THE REQUEST →
Rewrite the records from the line with "point: orange car" through the end, swapping "car" for "vehicle" and leaving everything else unchanged.

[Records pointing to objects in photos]
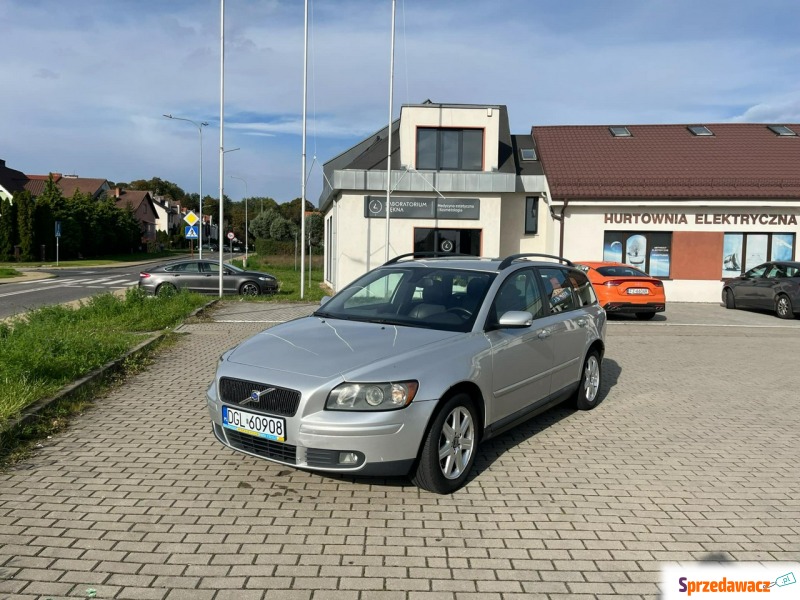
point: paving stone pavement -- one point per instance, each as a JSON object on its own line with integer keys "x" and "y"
{"x": 691, "y": 456}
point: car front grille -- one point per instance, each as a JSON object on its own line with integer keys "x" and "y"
{"x": 265, "y": 448}
{"x": 279, "y": 401}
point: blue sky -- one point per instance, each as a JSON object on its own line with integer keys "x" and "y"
{"x": 86, "y": 82}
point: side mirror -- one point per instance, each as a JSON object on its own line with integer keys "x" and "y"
{"x": 516, "y": 319}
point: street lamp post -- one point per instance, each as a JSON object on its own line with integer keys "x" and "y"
{"x": 200, "y": 210}
{"x": 246, "y": 230}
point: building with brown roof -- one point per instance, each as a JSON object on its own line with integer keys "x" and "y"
{"x": 68, "y": 184}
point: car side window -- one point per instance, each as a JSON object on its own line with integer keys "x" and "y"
{"x": 558, "y": 288}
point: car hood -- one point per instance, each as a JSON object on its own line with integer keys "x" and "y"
{"x": 318, "y": 347}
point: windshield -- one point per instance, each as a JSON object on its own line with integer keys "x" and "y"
{"x": 433, "y": 298}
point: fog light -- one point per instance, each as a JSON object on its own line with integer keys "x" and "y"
{"x": 348, "y": 458}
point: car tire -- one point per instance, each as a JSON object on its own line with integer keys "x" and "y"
{"x": 249, "y": 288}
{"x": 443, "y": 466}
{"x": 783, "y": 307}
{"x": 588, "y": 395}
{"x": 166, "y": 289}
{"x": 727, "y": 296}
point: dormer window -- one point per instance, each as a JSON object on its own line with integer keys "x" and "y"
{"x": 781, "y": 130}
{"x": 440, "y": 149}
{"x": 699, "y": 130}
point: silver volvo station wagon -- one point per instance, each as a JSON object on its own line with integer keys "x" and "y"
{"x": 408, "y": 368}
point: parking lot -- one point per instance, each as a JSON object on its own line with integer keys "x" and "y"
{"x": 693, "y": 455}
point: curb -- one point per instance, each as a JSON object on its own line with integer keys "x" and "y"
{"x": 31, "y": 412}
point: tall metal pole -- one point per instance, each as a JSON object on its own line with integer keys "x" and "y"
{"x": 303, "y": 180}
{"x": 389, "y": 151}
{"x": 200, "y": 129}
{"x": 221, "y": 137}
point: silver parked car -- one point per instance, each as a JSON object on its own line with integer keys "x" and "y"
{"x": 203, "y": 276}
{"x": 408, "y": 368}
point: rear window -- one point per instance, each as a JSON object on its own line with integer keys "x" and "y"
{"x": 621, "y": 271}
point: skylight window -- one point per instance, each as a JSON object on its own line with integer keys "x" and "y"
{"x": 620, "y": 131}
{"x": 781, "y": 130}
{"x": 699, "y": 130}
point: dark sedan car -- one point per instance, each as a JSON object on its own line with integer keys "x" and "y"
{"x": 203, "y": 276}
{"x": 771, "y": 286}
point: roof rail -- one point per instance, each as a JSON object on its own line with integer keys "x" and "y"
{"x": 427, "y": 254}
{"x": 508, "y": 260}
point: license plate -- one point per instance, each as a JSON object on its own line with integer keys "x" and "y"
{"x": 269, "y": 428}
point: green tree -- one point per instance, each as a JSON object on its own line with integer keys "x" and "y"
{"x": 8, "y": 229}
{"x": 25, "y": 223}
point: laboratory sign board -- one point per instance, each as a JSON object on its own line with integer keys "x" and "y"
{"x": 411, "y": 207}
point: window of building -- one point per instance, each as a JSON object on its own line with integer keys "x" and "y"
{"x": 781, "y": 130}
{"x": 449, "y": 149}
{"x": 648, "y": 251}
{"x": 531, "y": 214}
{"x": 699, "y": 130}
{"x": 743, "y": 251}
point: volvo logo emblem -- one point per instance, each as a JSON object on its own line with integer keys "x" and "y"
{"x": 255, "y": 396}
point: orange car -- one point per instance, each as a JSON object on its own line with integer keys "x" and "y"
{"x": 625, "y": 289}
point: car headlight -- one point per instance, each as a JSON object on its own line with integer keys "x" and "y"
{"x": 372, "y": 396}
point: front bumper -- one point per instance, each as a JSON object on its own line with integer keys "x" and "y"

CORRECT RESPONSE →
point: orange vehicle -- one point per instance, each as a JSON object on its own line with integer keys "x" and "y"
{"x": 625, "y": 289}
point: vehicle headlight -- one point per instance, each as a JSON object on its own line with integer keys "x" and "y"
{"x": 372, "y": 396}
point: front bumper -- one point per instance, each as a JSON object on its own line with integer keys "x" and "y"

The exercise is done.